----- Listing -----

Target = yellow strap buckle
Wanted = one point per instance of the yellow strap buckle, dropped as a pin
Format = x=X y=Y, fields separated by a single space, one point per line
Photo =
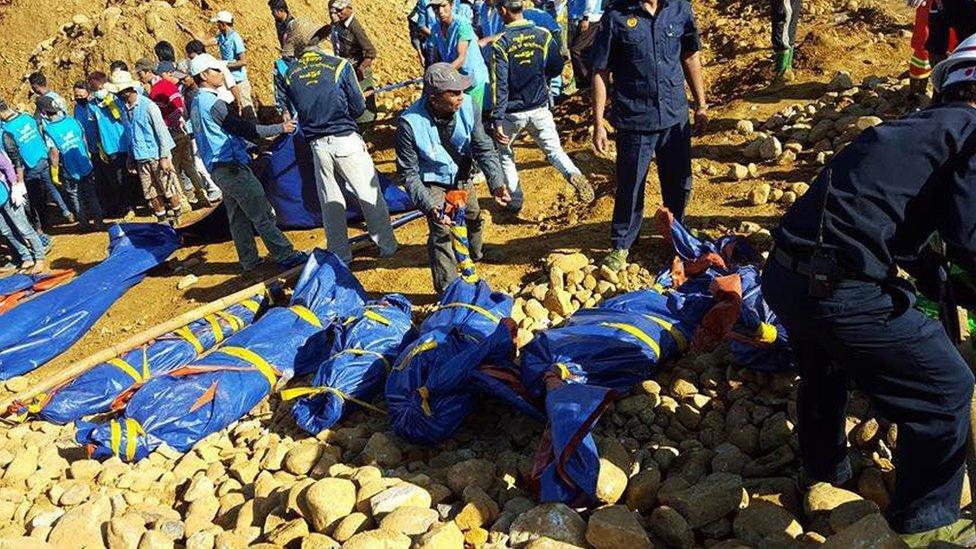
x=480 y=310
x=267 y=370
x=636 y=332
x=306 y=314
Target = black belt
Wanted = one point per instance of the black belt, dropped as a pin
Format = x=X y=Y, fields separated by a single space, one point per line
x=802 y=268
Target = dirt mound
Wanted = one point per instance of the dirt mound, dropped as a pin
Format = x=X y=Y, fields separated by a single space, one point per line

-----

Your task: Copy the listing from its beginning through the line containing "x=306 y=314", with both ends included. Leave out the pictures.

Problem solution:
Target = yellow strap buckle
Wanted = one point per instance of the yellow strap buckle, dropped as a pin
Format = x=X y=Y, fields separated by a single space, one point per line
Photo =
x=480 y=310
x=267 y=370
x=636 y=332
x=306 y=314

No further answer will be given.